Exercise requirements:
**A.** Using the text on hydrogen supply chains, answer the following:
(i) What is the hydrogen market expected to be worth by 2050?
(ii) For how long have people been working with complex fluid mixtures in the oil and gas industry?
(iii) How small an impurity can change the physics of a hydrogen mixture?
**B.** Transcribe the stretch of the text on hydrogen supply chains from "Along the hydrogen" through "of the gas mixture.".

There is growing confidence that hydrogen is set to be the next big thing for the world’s energy landscape. Its market is expected to be worth $2.5 trillion by 2050. This has spurred much technological innovation, and Interface Fluidics is joining the hydrogen age research early.
Interface’s microfluidic technology aims to measure the physical properties of H2 and its mixtures. In doing so, we’ll combine multiple critical measurements, and reduce testing sample size and screening time. The goal is to make decision-making much faster – removing uncertainty from hydrogen storage and transportation.
Questions facing hydrogen energy supply chains
The hydrogen industry already knows how to produce it and researchers have been perfecting the technology for some time. What companies don’t know is how H2 behaves during transportation and storage when it comes in contact with impurities that change its properties.
Complex fluid mixtures are not new. They’re a staple of the oil and gas industry and people have been working in this space for more than a century. The same can’t be said for hydrogen.
Along the hydrogen supply chain, uncertainty emerges:
- For heating applications, when H2 is blended with natural gas.
- In geological sequestration, when it interacts with existing chemistry causing a change in the gas mixture.
- In transportation, when impure H2 interacts with equipment like compressors and pipelines.
It’s common knowledge that production doesn’t always create pure hydrogen, either. The presence of as little as 0.03% impurity can change the mixture’s physics. Designing suitable infrastructure then relies on evaluating fundamental properties of the gas mixture.
For example, what happens when phase change occurs resulting in corrosive liquid CO2? Or what is the impact of trace amounts of ammonia being transported alongside the hydrogen? Understanding the dew point curve, viscosity, and density of H2 mixtures can allow us to create more specific systems.

Source excerpt:

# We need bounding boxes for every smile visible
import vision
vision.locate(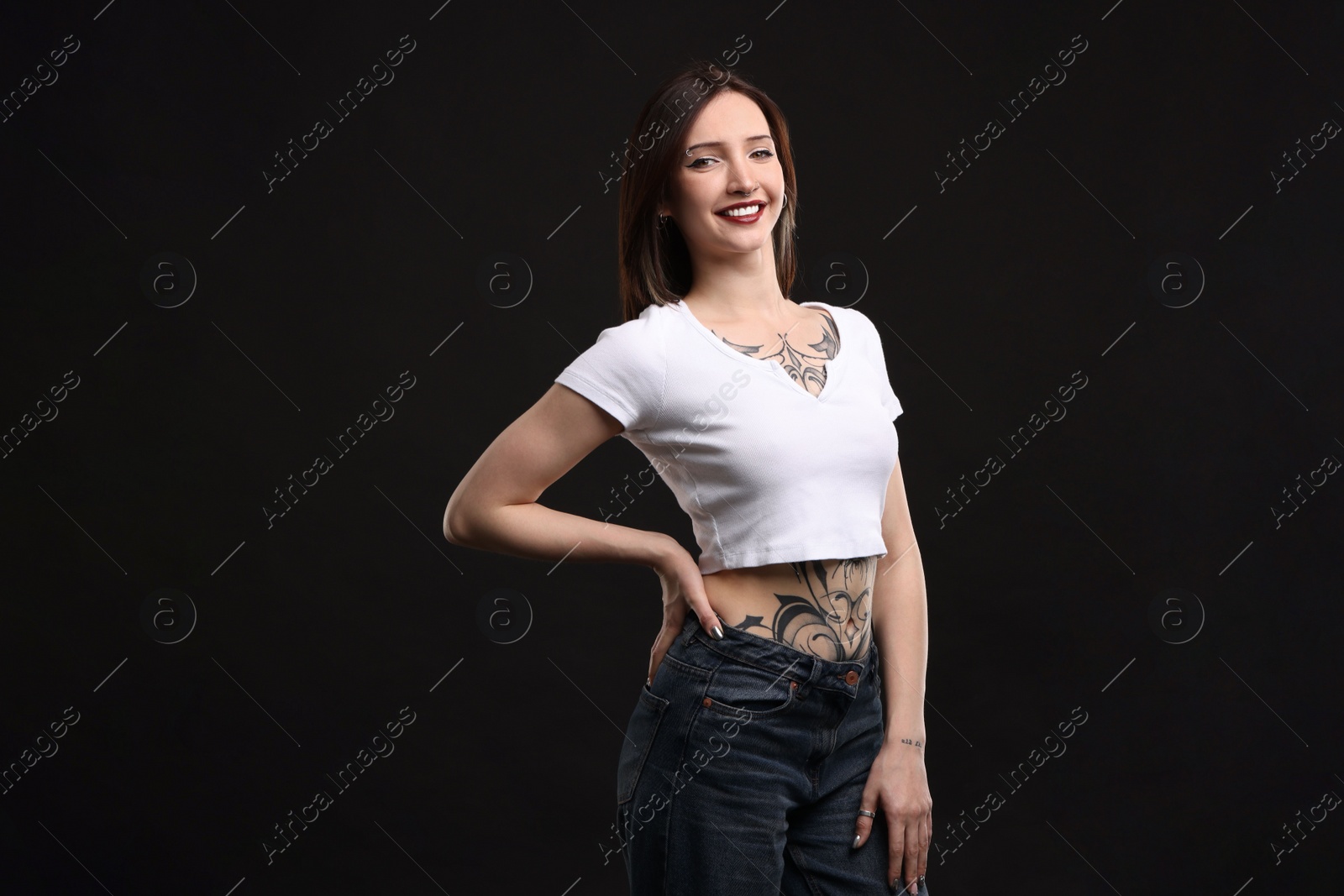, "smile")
[715,203,764,224]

Answers for the tasks:
**A.**
(i) $2.5 trillion
(ii) More than a century
(iii) As little as 0.03%

**B.**
Along the hydrogen supply chain, uncertainty emerges:
- For heating applications, when H2 is blended with natural gas.
- In geological sequestration, when it interacts with existing chemistry causing a change in the gas mixture.
- In transportation, when impure H2 interacts with equipment like compressors and pipelines.
It’s common knowledge that production doesn’t always create pure hydrogen, either. The presence of as little as 0.03% impurity can change the mixture’s physics. Designing suitable infrastructure then relies on evaluating fundamental properties of the gas mixture.